YOUR OBJECTIVE:
How many lines in the rows below contain the string "soap"? Reply with the number alone.

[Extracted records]
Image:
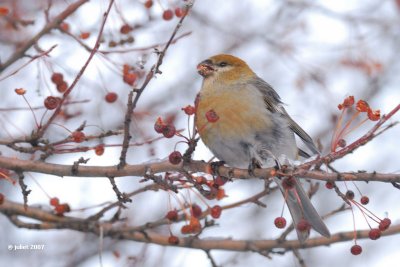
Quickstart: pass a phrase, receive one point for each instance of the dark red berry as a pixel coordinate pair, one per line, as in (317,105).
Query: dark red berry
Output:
(356,250)
(52,102)
(168,130)
(159,125)
(329,185)
(216,211)
(288,183)
(54,201)
(111,97)
(303,225)
(349,194)
(196,211)
(374,234)
(189,110)
(175,157)
(57,78)
(168,14)
(384,224)
(173,240)
(364,200)
(172,215)
(212,116)
(280,222)
(78,136)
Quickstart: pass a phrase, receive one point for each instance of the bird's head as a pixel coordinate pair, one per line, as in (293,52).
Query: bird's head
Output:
(225,68)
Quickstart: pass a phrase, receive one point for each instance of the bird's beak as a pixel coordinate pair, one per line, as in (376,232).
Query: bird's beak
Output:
(205,68)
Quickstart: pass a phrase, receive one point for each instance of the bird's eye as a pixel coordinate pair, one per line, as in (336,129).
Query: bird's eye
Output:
(223,64)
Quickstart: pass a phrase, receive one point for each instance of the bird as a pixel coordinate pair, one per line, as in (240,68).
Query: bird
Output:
(252,129)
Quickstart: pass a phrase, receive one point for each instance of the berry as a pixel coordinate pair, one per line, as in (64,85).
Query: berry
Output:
(220,180)
(349,194)
(196,211)
(384,224)
(99,150)
(125,29)
(148,4)
(173,240)
(54,201)
(288,183)
(62,87)
(342,143)
(175,157)
(57,78)
(303,225)
(189,110)
(356,250)
(78,136)
(111,97)
(130,78)
(216,211)
(84,35)
(212,116)
(168,14)
(159,125)
(20,91)
(374,234)
(329,185)
(52,102)
(172,215)
(364,200)
(168,130)
(280,222)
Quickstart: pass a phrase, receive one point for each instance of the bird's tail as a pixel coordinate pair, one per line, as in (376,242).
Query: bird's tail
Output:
(300,207)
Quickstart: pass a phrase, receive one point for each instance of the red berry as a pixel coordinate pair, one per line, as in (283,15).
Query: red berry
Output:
(125,29)
(173,240)
(62,87)
(220,180)
(356,250)
(78,136)
(280,222)
(303,225)
(20,91)
(186,229)
(111,97)
(196,211)
(189,110)
(216,211)
(57,78)
(54,201)
(374,234)
(212,116)
(172,215)
(364,200)
(52,102)
(179,12)
(384,224)
(168,131)
(168,14)
(130,78)
(329,185)
(148,4)
(175,157)
(288,183)
(99,149)
(349,194)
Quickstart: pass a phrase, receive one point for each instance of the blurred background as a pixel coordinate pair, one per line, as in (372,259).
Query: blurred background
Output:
(314,53)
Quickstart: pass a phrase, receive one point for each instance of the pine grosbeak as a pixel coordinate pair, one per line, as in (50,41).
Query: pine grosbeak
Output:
(253,128)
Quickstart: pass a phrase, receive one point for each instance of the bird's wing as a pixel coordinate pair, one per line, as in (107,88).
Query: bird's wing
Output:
(274,104)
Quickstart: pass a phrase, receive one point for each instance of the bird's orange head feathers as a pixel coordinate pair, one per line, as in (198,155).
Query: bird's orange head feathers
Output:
(225,68)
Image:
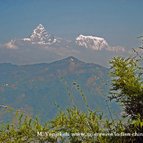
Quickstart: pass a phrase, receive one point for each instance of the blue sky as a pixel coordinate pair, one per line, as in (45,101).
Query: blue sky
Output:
(119,21)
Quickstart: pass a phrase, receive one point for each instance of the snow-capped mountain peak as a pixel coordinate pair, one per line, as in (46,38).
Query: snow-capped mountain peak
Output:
(96,43)
(40,36)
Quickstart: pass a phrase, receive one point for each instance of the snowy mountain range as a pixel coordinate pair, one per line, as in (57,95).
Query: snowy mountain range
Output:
(41,46)
(41,37)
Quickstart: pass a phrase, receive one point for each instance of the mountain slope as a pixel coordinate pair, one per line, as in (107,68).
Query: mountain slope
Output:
(37,88)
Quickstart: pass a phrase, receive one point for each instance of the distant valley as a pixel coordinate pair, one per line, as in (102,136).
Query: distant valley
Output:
(41,89)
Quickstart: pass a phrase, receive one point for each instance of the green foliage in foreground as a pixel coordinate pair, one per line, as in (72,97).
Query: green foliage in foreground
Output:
(81,127)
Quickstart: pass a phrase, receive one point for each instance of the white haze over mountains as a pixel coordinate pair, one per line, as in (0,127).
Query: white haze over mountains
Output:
(41,46)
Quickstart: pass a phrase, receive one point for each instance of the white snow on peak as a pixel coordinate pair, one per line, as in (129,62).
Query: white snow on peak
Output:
(40,36)
(96,43)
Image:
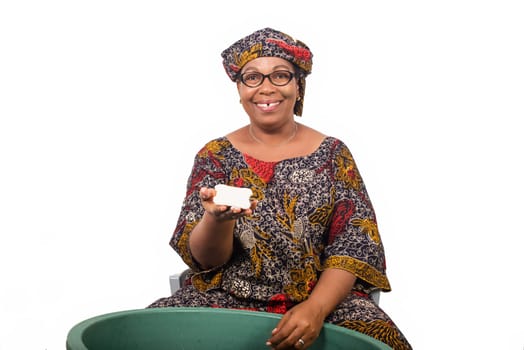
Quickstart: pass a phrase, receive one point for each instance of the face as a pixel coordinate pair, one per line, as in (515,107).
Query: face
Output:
(268,102)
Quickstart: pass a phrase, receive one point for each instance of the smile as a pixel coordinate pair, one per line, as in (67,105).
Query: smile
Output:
(268,105)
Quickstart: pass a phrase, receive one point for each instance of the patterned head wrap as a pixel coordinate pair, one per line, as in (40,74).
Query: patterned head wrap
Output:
(268,42)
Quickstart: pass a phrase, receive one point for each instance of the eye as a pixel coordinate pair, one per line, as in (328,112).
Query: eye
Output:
(251,77)
(281,75)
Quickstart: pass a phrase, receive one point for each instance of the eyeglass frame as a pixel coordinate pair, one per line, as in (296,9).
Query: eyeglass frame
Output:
(268,76)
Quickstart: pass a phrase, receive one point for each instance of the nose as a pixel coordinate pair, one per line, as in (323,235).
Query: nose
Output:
(267,86)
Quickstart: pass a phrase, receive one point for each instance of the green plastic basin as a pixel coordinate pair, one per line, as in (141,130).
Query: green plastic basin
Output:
(198,329)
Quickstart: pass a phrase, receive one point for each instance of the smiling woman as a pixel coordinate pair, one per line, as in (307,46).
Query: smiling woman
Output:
(308,245)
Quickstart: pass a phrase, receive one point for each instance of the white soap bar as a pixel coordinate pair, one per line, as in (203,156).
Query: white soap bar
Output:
(237,197)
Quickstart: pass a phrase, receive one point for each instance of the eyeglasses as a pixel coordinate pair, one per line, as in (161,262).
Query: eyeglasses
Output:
(278,78)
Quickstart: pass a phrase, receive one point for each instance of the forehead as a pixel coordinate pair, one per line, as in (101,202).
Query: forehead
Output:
(268,64)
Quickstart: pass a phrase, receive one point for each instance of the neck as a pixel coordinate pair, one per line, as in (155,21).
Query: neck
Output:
(286,141)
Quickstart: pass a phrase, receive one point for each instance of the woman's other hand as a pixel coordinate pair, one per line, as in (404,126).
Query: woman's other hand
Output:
(298,328)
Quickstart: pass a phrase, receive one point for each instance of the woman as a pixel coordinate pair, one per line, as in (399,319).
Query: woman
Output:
(308,247)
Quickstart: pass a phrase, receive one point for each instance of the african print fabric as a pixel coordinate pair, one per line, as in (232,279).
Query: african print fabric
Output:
(313,213)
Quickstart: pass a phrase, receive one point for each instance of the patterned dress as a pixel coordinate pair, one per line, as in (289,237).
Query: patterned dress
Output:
(313,213)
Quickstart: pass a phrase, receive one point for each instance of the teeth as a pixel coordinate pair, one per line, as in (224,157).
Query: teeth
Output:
(267,104)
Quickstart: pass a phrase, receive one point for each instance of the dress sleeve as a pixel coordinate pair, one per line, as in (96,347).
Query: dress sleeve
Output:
(353,241)
(207,171)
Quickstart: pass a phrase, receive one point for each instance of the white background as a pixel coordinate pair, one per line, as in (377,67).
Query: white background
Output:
(103,105)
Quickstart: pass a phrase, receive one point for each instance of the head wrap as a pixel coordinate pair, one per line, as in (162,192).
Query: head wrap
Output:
(268,42)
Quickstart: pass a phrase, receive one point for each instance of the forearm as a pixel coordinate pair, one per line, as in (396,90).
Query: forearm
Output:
(333,286)
(211,241)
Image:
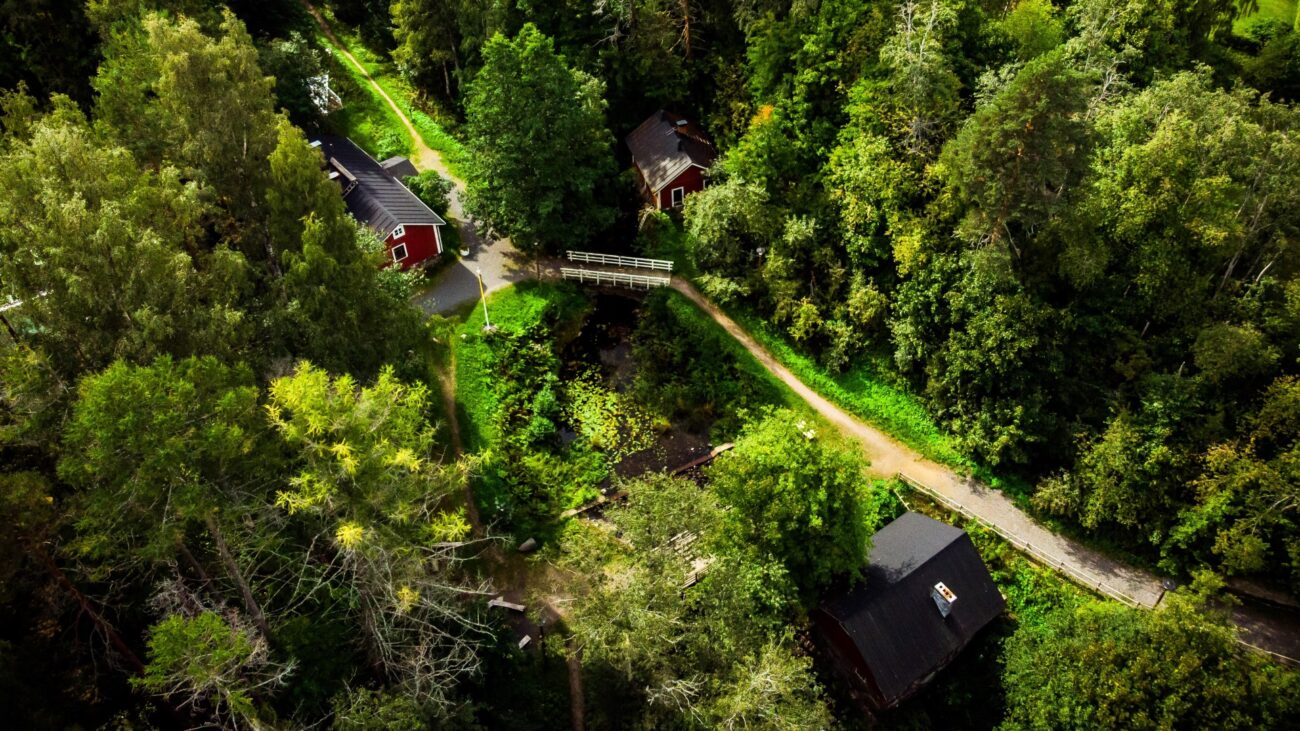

COMPLETE RESPONSE:
2